* [Opdracht] Schrijf een vervolg op de onderstaande tekst over de klacht tegen de advertentie voor inktcartridges, aansluitend op de laatste zin.

* [Tekstfragment]

<<<<

De bestreden reclame-uiting
Het betreft een advertentie op groupon.nl waarin onder meer staat: “€ 19 voor een set cartridges met inktpatronen voor Brother, Canon en Epson printers, inclusief verzendkosten (waarde € 38,70)”. In de uiting wordt een kortingspercentage van 51% genoemd en een besparing van € 19,70. Tevens staat in de uiting: “Originele prijs op basis van adviesprijs”. Voorts worden in de uiting per merk diverse typenummers genoemd waarop de aanbieding van toepassing is.
De klacht
Klaagster stelt, kort samengevat, dat de uiting misleidend is, omdat de indruk wordt gewekt dat het originele cartridges betreft. In werkelijkheid blijkt het om huismerk cartridges te gaan. Daarnaast stelt klaagster dat het vermelde kortingspercentage van 51% misleidend is, omdat de huismerk cartridges waarop de advertentie betrekking heeft in totaal € 24,50 kosten in plaats van € 38,70. De korting bedraagt derhalve in werkelijkheid 22%.
Het verweer
Adverteerder stelt dat nergens in de uiting wordt gezegd dat het om originele (door de fabrikant vervaardigde) inktpatronen gaat. De adviesprijs is € 6,20 per stuk. De prijsinformatie in de uiting is juist. Op het verweer zal hierna, voor zoveel nodig, worden ingegaan.

>>>>

* [Getoond materiaal]
<<<<

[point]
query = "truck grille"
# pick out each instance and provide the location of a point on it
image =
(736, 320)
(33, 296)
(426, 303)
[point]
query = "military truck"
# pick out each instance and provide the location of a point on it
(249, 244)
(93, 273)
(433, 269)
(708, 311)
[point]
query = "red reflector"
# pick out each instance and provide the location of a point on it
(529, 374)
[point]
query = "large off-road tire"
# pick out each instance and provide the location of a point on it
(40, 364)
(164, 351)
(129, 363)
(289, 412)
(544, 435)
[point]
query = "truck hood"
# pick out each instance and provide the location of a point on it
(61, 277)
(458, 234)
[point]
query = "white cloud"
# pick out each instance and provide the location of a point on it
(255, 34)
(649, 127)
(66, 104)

>>>>

* [Uitwerking]
Het oordeel van de voorzitter
De voorzitter is, ook na het gevoerde verweer, van oordeel dat de klacht de Commissie aanleiding zal geven een aanbeveling te doen. Hij overweegt daartoe het volgende.
In de uiting worden de merken genoemd waarvoor de aangeboden cartridges besteld kunnen worden, waarbij per merk ook de desbetreffende typenummers van de cartridges worden genoemd. De voorzitter begrijpt dat deze nummers overeenstemmen met de door de fabrikant gehanteerde typenummers. In de uiting staat voorts dat de originele prijs (“waarde € 38,70”) een adviesprijs betreft. In de uiting worden verder geen mededelingen over de herkomst van de cartridges gedaan. Aldus blijkt uit de uiting niet, althans onvoldoende duidelijk dat de aangeboden cartridges geen originele cartridges zijn maar cartridges van het huismerk van adverteerder.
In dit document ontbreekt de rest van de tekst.